DOCUMENT EXCERPT

========

Could we do something with panic_notifier_list?  E.g. let panic devices override
the default post-print behavior.  Then VMs with a paravirt panic interface could
make an explicit call out to the host instead of relying on arch specific code
to HLT and hope for the best.  And maybe console drivers that want/need to keep
the CPU running can nullify panic_halt?

E.g. with a rudimentary priority system so that paravirt devices can override
everything else.

diff --git a/kernel/panic.c b/kernel/panic.c
index d8635d5cecb2..fe9007222308 100644
--- a/kernel/panic.c
+++ b/kernel/panic.c
@@ -141,6 +141,18 @@ static long no_blink(int state)
 long (*panic_blink)(int state);
 EXPORT_SYMBOL(panic_blink);

+static void (*panic_halt)(void) = cpu_halt_after_panic;
+static int panic_hlt_priority;
+
+void panic_set_hlt(void (*fn)(void), int priority)
+{
+       if (priority <= panic_hlt_priority)
+               return;
+
+       panic_halt = fn;
+}
+EXPORT_SYMBOL_GPL(panic_set_hlt);
+
 /*
  * Stop ourself in panic -- architecture code may override this
  */
@@ -467,6 +479,9 @@ void panic(const char *fmt, ...)
        console_flush_on_panic(CONSOLE_FLUSH_PENDING);
        nbcon_atomic_flush_unsafe();

+       if (panic_halt)
+               panic_halt();
+
        local_irq_enable();
        for (i = 0; ; i += PANIC_TIMER_STEP) {
                touch_softlockup_watchdog();

^ permalink raw reply related	[flat|nested] 8+ messages in thread

* Re: [PATCH 1/2] panic: Allow archs to reduce CPU consumption after panic
  2025-04-11 16:31     ` Sean Christopherson
@ 2025-04-14 10:02       ` Jan Glauber
  2025-04-22 12:44       ` Carlos Bilbao
  1 sibling, 0 replies; 8+ messages in thread
From: Jan Glauber @ 2025-04-14 10:02 UTC (permalink / raw)
  To: Sean Christopherson
  Cc: Petr Mladek, carlos.bilbao, tglx, bilbao, akpm, jan.glauber,
	jani.nikula, linux-kernel, gregkh, takakura, john.ogness,
	Linus Torvalds, Jiri Slaby

On Fri, Apr 11, 2025 at 09:31:11AM -0700, Sean Christopherson wrote:
> On Fri, Apr 11, 2025, Petr Mladek wrote:
> > Added Linus and Jiri (tty) into Cc.

========

ITEMS

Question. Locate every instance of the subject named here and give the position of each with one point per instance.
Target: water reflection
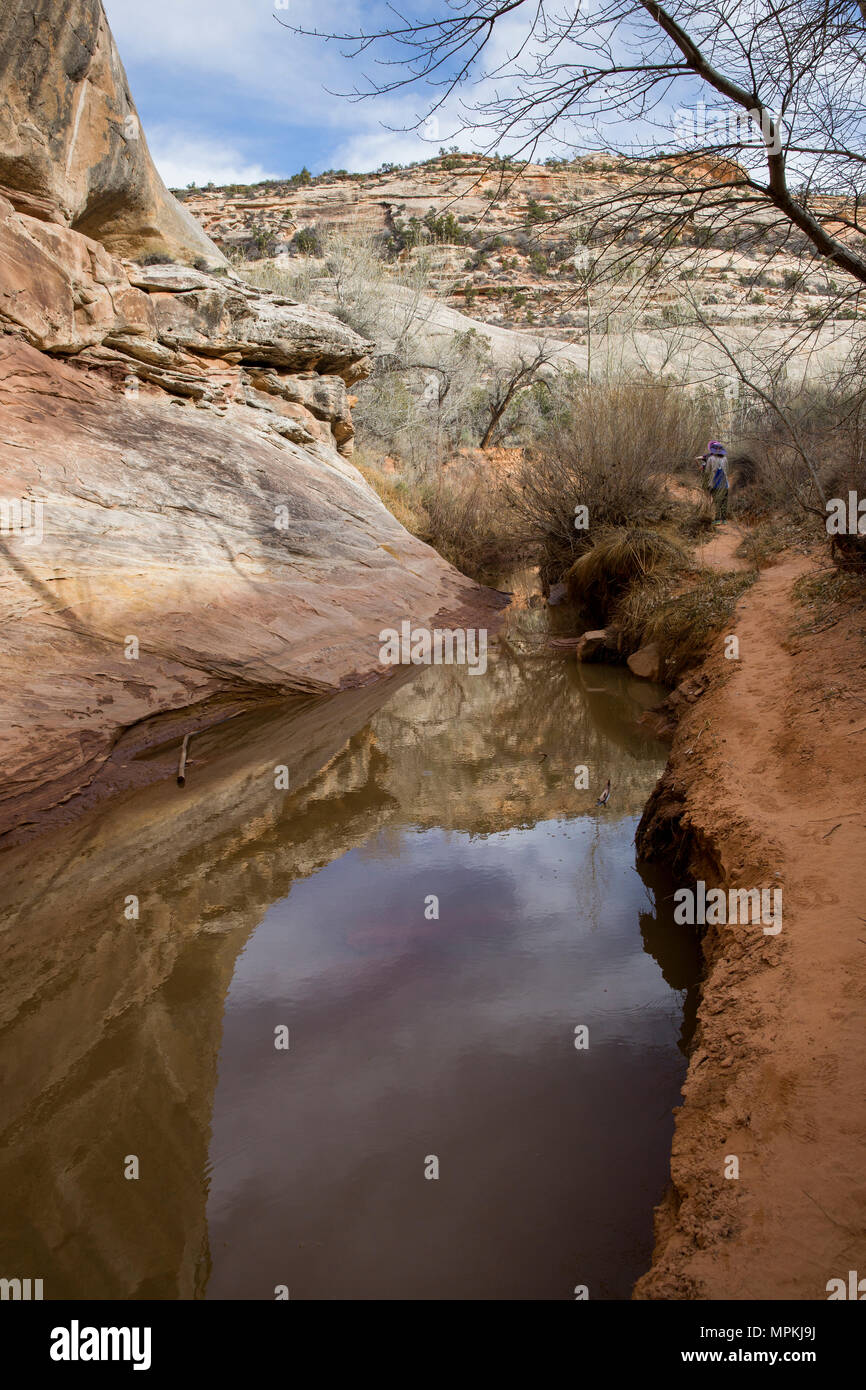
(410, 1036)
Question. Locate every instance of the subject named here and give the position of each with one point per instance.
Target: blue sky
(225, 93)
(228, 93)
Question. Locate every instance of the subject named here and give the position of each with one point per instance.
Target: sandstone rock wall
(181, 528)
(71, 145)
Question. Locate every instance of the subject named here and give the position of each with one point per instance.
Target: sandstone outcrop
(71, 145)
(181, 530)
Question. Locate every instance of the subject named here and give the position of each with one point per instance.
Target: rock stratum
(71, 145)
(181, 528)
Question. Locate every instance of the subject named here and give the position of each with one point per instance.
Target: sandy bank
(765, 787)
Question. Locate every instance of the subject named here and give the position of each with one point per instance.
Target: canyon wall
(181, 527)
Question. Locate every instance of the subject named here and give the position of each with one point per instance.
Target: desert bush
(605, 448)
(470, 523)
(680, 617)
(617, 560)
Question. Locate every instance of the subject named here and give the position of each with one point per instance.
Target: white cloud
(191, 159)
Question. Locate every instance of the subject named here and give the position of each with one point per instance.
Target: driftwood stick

========

EXERCISE TASK 1
Tally the lines in the records that contain the string "Target". Give only the number.
EXERCISE TASK 2
Pick up the mailing-list thread on kernel panic behavior after its last line and carry it forward.

EXERCISE RESULT 1
10

EXERCISE RESULT 2
> > 
> > On Wed 2025-03-26 10:12:03, carlos.bilbao@kernel.org wrote:
> > > From: Carlos Bilbao <carlos.bilbao@kernel.org>
> > > 
> > > After handling a panic, the kernel enters a busy-wait loop, unnecessarily
> > > consuming CPU and potentially impacting other workloads including other
> > > guest VMs in the case of virtualized setups.
> 
> Impacting other guests isn't the guest kernel's problem.  If the host has heavily
> overcommited CPUs and can't meet SLOs because VMs are panicking and not rebooting,
> that's a host problem.

Agreed, and it might be worth having the host detect panics.

> This could become a customer problem if they're getting billed based on CPU usage,
> but I don't know that simply doing HLT is the best solution.  E.g. advising the
> customer to configure their kernels to kexec into a kdump kernel or to reboot
> on panic, seems like it would provide a better overall experience for most.

Reboot on panic would probably make most sense. But this is not about
the lack of configuration options or possibilites to deal with paniced
guests. This is plainly about the default option that we set. And
while there are good alternatives, most people or setups will just stick
to the defaults in my experience.

So is a busy loop for panicked virtual guest the default that we want to set or
can we change that case to something more sensible?

> QEMU (assuming y'all use QEMU) also supports a pvpanic device, so unless the VM
> and/or customer is using a funky setup, the host should already know the guest
> has panicked.  At that point, the host can make appropiate scheduling decisions,
> e.g. userspace can simply stop running the VM after a certain timeout, throttle
> it, jail it, etc.

pvpanic is the right solution, but again this is an external solution
that requires additional setup.

--Jan

> > > Introduce cpu_halt_after_panic(), a weak function that archs can override
> > > for a more efficient halt of CPU work. By default, it preserves the
> > > pre-existing behavior of delay.
> > >
> > > Signed-off-by: Carlos Bilbao (DigitalOcean) <carlos.bilbao@kernel.org>
> > > Reviewed-by: Jan Glauber (DigitalOcean) <jan.glauber@gmail.com>
> > > ---
> > >  kernel/panic.c | 12 +++++++++++-
> > >  1 file changed, 11 insertions(+), 1 deletion(-)
> > > 
> > > diff --git a/kernel/panic.c b/kernel/panic.c
> > > index fbc59b3b64d0..fafe3fa22533 100644
> > > --- a/kernel/panic.c
> > > +++ b/kernel/panic.c
> > > @@ -276,6 +276,16 @@ static void panic_other_cpus_shutdown(bool crash_kexec)
> > >  		crash_smp_send_stop();
> > >  }
> > >  
> > > +/*
> > > + * Called after a kernel panic has been handled, at which stage halting
> > > + * the CPU can help reduce unnecessary CPU consumption. In the absence of
> > > + * arch-specific implementations, just delay
> > > + */
> > > +static void __weak cpu_halt_after_panic(void)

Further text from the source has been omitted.